▸ **TASK INSTRUCTIONS**: Write out the full listing exactly as given, minus the images.

::: MATERIAL PROVIDED :::

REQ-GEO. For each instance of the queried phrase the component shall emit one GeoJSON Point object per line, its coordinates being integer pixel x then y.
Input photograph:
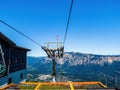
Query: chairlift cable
{"type": "Point", "coordinates": [20, 33]}
{"type": "Point", "coordinates": [68, 21]}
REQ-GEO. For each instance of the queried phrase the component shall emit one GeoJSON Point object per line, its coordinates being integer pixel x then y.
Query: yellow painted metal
{"type": "Point", "coordinates": [4, 87]}
{"type": "Point", "coordinates": [71, 86]}
{"type": "Point", "coordinates": [101, 84]}
{"type": "Point", "coordinates": [38, 86]}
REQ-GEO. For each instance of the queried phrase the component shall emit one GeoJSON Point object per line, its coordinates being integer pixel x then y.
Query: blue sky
{"type": "Point", "coordinates": [94, 25]}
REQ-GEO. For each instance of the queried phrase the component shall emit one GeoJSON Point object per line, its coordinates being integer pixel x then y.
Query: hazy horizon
{"type": "Point", "coordinates": [94, 25]}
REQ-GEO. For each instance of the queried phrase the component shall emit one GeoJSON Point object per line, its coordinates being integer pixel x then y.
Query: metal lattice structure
{"type": "Point", "coordinates": [54, 50]}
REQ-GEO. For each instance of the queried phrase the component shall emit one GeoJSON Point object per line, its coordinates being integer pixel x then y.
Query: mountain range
{"type": "Point", "coordinates": [76, 66]}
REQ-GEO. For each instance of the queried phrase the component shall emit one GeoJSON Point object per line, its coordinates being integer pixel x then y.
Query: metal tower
{"type": "Point", "coordinates": [54, 50]}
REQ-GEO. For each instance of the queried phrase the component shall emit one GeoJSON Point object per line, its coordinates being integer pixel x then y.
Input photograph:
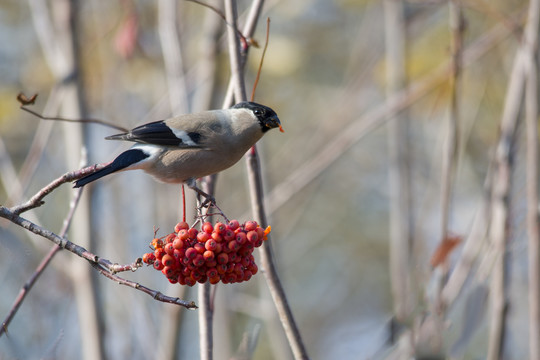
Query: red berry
{"type": "Point", "coordinates": [183, 234]}
{"type": "Point", "coordinates": [234, 224]}
{"type": "Point", "coordinates": [191, 253]}
{"type": "Point", "coordinates": [217, 237]}
{"type": "Point", "coordinates": [195, 275]}
{"type": "Point", "coordinates": [167, 271]}
{"type": "Point", "coordinates": [202, 237]}
{"type": "Point", "coordinates": [168, 260]}
{"type": "Point", "coordinates": [179, 254]}
{"type": "Point", "coordinates": [193, 233]}
{"type": "Point", "coordinates": [207, 228]}
{"type": "Point", "coordinates": [253, 268]}
{"type": "Point", "coordinates": [250, 225]}
{"type": "Point", "coordinates": [159, 253]}
{"type": "Point", "coordinates": [221, 268]}
{"type": "Point", "coordinates": [157, 243]}
{"type": "Point", "coordinates": [190, 281]}
{"type": "Point", "coordinates": [198, 260]}
{"type": "Point", "coordinates": [211, 245]}
{"type": "Point", "coordinates": [260, 232]}
{"type": "Point", "coordinates": [181, 279]}
{"type": "Point", "coordinates": [178, 244]}
{"type": "Point", "coordinates": [219, 248]}
{"type": "Point", "coordinates": [212, 272]}
{"type": "Point", "coordinates": [181, 226]}
{"type": "Point", "coordinates": [149, 258]}
{"type": "Point", "coordinates": [233, 245]}
{"type": "Point", "coordinates": [169, 248]}
{"type": "Point", "coordinates": [158, 265]}
{"type": "Point", "coordinates": [231, 278]}
{"type": "Point", "coordinates": [199, 248]}
{"type": "Point", "coordinates": [241, 237]}
{"type": "Point", "coordinates": [252, 236]}
{"type": "Point", "coordinates": [247, 275]}
{"type": "Point", "coordinates": [211, 263]}
{"type": "Point", "coordinates": [228, 235]}
{"type": "Point", "coordinates": [208, 255]}
{"type": "Point", "coordinates": [219, 228]}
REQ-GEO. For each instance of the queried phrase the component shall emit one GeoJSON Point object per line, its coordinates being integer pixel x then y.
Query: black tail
{"type": "Point", "coordinates": [125, 159]}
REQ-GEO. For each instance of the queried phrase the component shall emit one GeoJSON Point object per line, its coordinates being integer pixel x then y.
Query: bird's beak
{"type": "Point", "coordinates": [274, 122]}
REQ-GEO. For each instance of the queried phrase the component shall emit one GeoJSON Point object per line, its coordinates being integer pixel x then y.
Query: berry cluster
{"type": "Point", "coordinates": [220, 252]}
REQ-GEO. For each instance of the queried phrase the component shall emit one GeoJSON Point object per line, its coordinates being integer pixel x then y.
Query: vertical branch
{"type": "Point", "coordinates": [172, 56]}
{"type": "Point", "coordinates": [206, 318]}
{"type": "Point", "coordinates": [524, 68]}
{"type": "Point", "coordinates": [498, 231]}
{"type": "Point", "coordinates": [532, 210]}
{"type": "Point", "coordinates": [531, 118]}
{"type": "Point", "coordinates": [399, 162]}
{"type": "Point", "coordinates": [450, 152]}
{"type": "Point", "coordinates": [42, 265]}
{"type": "Point", "coordinates": [171, 48]}
{"type": "Point", "coordinates": [59, 41]}
{"type": "Point", "coordinates": [237, 74]}
{"type": "Point", "coordinates": [257, 203]}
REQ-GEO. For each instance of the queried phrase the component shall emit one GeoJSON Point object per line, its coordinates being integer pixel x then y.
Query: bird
{"type": "Point", "coordinates": [186, 147]}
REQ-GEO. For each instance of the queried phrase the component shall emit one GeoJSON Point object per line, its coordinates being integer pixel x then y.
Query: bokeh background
{"type": "Point", "coordinates": [328, 74]}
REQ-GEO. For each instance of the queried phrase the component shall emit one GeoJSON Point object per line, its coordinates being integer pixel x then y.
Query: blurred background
{"type": "Point", "coordinates": [392, 113]}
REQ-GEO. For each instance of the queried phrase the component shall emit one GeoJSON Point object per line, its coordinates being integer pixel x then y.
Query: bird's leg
{"type": "Point", "coordinates": [192, 184]}
{"type": "Point", "coordinates": [210, 200]}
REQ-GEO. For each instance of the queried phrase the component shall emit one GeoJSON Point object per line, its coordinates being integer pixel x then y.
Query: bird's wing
{"type": "Point", "coordinates": [184, 134]}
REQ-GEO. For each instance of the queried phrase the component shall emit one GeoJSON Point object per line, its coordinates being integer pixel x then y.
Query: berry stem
{"type": "Point", "coordinates": [183, 203]}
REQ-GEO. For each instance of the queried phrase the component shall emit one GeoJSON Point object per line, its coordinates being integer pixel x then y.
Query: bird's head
{"type": "Point", "coordinates": [267, 117]}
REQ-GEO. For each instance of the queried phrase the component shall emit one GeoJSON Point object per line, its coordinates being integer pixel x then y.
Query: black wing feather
{"type": "Point", "coordinates": [156, 133]}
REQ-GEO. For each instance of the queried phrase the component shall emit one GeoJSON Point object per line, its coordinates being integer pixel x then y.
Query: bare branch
{"type": "Point", "coordinates": [42, 266]}
{"type": "Point", "coordinates": [104, 266]}
{"type": "Point", "coordinates": [37, 199]}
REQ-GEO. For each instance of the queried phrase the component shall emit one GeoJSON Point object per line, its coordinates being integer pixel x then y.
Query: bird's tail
{"type": "Point", "coordinates": [123, 161]}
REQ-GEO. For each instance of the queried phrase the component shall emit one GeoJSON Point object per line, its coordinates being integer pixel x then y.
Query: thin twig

:::

▸ **PROBLEM SOLUTION**:
REQ-GEO. For each instance of the queried phrase the component shall emit one GeoJSON Point object per line, its coordinates being integer pixel x then y.
Input photograph:
Query: chairlift cable
{"type": "Point", "coordinates": [20, 33]}
{"type": "Point", "coordinates": [68, 21]}
REQ-GEO. For each instance of the queried phrase the component shall emit one GeoJSON Point object per line, its coordinates being integer pixel x then y.
Query: yellow painted metal
{"type": "Point", "coordinates": [4, 87]}
{"type": "Point", "coordinates": [71, 86]}
{"type": "Point", "coordinates": [101, 84]}
{"type": "Point", "coordinates": [38, 86]}
REQ-GEO. For each instance of the queried phrase the component shall emit one GeoJSON Point object per line, its coordinates being integer pixel x then y.
Query: blue sky
{"type": "Point", "coordinates": [94, 25]}
REQ-GEO. For each instance of the queried phrase the component shall emit one GeoJSON Point object per line, its coordinates being integer pixel x then y.
Query: hazy horizon
{"type": "Point", "coordinates": [94, 25]}
REQ-GEO. For each instance of the queried phrase the component shall emit one GeoJSON Point object per line, its coordinates being integer pixel x then y.
Query: metal lattice structure
{"type": "Point", "coordinates": [54, 50]}
REQ-GEO. For each instance of the queried phrase the component shall emit one GeoJSON Point object per line, its coordinates being integer pixel x then y.
Query: mountain range
{"type": "Point", "coordinates": [76, 66]}
REQ-GEO. For each instance of the queried phrase the component shall emit one GeoJSON Point object per line, its coordinates being integer pixel x then y.
Query: metal tower
{"type": "Point", "coordinates": [54, 50]}
REQ-GEO. For each instance of the queried phrase the component shall emit one GeoJSON Point object per line, its coordinates being integer pixel x then y.
Input photograph:
Query: red berry
{"type": "Point", "coordinates": [183, 234]}
{"type": "Point", "coordinates": [234, 224]}
{"type": "Point", "coordinates": [191, 253]}
{"type": "Point", "coordinates": [217, 237]}
{"type": "Point", "coordinates": [195, 275]}
{"type": "Point", "coordinates": [167, 271]}
{"type": "Point", "coordinates": [202, 237]}
{"type": "Point", "coordinates": [168, 260]}
{"type": "Point", "coordinates": [179, 254]}
{"type": "Point", "coordinates": [193, 233]}
{"type": "Point", "coordinates": [207, 228]}
{"type": "Point", "coordinates": [253, 268]}
{"type": "Point", "coordinates": [250, 225]}
{"type": "Point", "coordinates": [159, 253]}
{"type": "Point", "coordinates": [221, 268]}
{"type": "Point", "coordinates": [157, 243]}
{"type": "Point", "coordinates": [190, 281]}
{"type": "Point", "coordinates": [198, 260]}
{"type": "Point", "coordinates": [211, 245]}
{"type": "Point", "coordinates": [260, 232]}
{"type": "Point", "coordinates": [181, 279]}
{"type": "Point", "coordinates": [178, 244]}
{"type": "Point", "coordinates": [219, 248]}
{"type": "Point", "coordinates": [212, 272]}
{"type": "Point", "coordinates": [181, 226]}
{"type": "Point", "coordinates": [149, 258]}
{"type": "Point", "coordinates": [233, 245]}
{"type": "Point", "coordinates": [169, 248]}
{"type": "Point", "coordinates": [158, 265]}
{"type": "Point", "coordinates": [231, 278]}
{"type": "Point", "coordinates": [199, 248]}
{"type": "Point", "coordinates": [241, 237]}
{"type": "Point", "coordinates": [252, 236]}
{"type": "Point", "coordinates": [247, 275]}
{"type": "Point", "coordinates": [211, 263]}
{"type": "Point", "coordinates": [228, 235]}
{"type": "Point", "coordinates": [208, 255]}
{"type": "Point", "coordinates": [219, 228]}
REQ-GEO. For each instance of the queried phrase the component shall emit one GeoJSON Point object per line, its coordinates being integer pixel x then y.
Query: black tail
{"type": "Point", "coordinates": [125, 159]}
REQ-GEO. For each instance of the queried phrase the component shall emit one GeoJSON Point object per line, its coordinates being integer pixel x then y.
Query: bird's beak
{"type": "Point", "coordinates": [274, 122]}
REQ-GEO. For each instance of the queried phrase the component shall emit one GeoJSON Point object per line, its coordinates being integer pixel x then y.
Query: berry cluster
{"type": "Point", "coordinates": [220, 252]}
REQ-GEO. For each instance of the queried phrase the component shall emit one GeoJSON Point object per line, its coordinates being integer pixel x then y.
Query: vertical branch
{"type": "Point", "coordinates": [172, 56]}
{"type": "Point", "coordinates": [206, 318]}
{"type": "Point", "coordinates": [524, 68]}
{"type": "Point", "coordinates": [498, 231]}
{"type": "Point", "coordinates": [532, 210]}
{"type": "Point", "coordinates": [531, 118]}
{"type": "Point", "coordinates": [399, 162]}
{"type": "Point", "coordinates": [450, 152]}
{"type": "Point", "coordinates": [42, 265]}
{"type": "Point", "coordinates": [171, 48]}
{"type": "Point", "coordinates": [59, 41]}
{"type": "Point", "coordinates": [237, 74]}
{"type": "Point", "coordinates": [257, 203]}
REQ-GEO. For each instance of the queried phrase the component shall emit one GeoJSON Point object per line, its coordinates being integer pixel x then y.
Query: bird
{"type": "Point", "coordinates": [186, 147]}
REQ-GEO. For each instance of the queried phrase the component shall emit one GeoJSON Point object per line, its coordinates being integer pixel x then y.
Query: bokeh background
{"type": "Point", "coordinates": [328, 74]}
REQ-GEO. For each instance of the queried phrase the component shall emit one GeoJSON Point object per line, its coordinates being integer pixel x then y.
Query: blurred background
{"type": "Point", "coordinates": [392, 113]}
REQ-GEO. For each instance of the queried phrase the component shall emit one GeoJSON Point object per line, its coordinates being integer pixel x then y.
Query: bird's leg
{"type": "Point", "coordinates": [192, 184]}
{"type": "Point", "coordinates": [210, 200]}
REQ-GEO. For each instance of the queried phrase the component shall emit one GeoJSON Point object per line, its coordinates being integer pixel x then y.
Query: bird's wing
{"type": "Point", "coordinates": [184, 134]}
REQ-GEO. For each instance of the queried phrase the component shall emit one GeoJSON Point object per line, its coordinates being integer pixel x then y.
Query: berry stem
{"type": "Point", "coordinates": [183, 203]}
REQ-GEO. For each instance of the queried phrase the component shall emit one GeoJSON Point object per line, its coordinates being integer pixel x then y.
Query: bird's head
{"type": "Point", "coordinates": [267, 117]}
REQ-GEO. For each instance of the queried phrase the component shall emit one GeoJSON Point object per line, its coordinates being integer pixel x then y.
Query: black wing feather
{"type": "Point", "coordinates": [156, 133]}
REQ-GEO. For each instance of the queried phrase the component shall emit one GeoJSON Point object per line, its coordinates being integer pixel x then y.
Query: bare branch
{"type": "Point", "coordinates": [42, 266]}
{"type": "Point", "coordinates": [104, 266]}
{"type": "Point", "coordinates": [37, 199]}
REQ-GEO. For each instance of the queried phrase the component shall emit one GeoJSON Point object per line, its coordinates being integer pixel x then y.
Query: bird's tail
{"type": "Point", "coordinates": [123, 161]}
REQ-GEO. For each instance of the queried phrase the component shall emit one GeoJSON Point object per line, its coordinates being integer pixel x then y.
Query: thin twig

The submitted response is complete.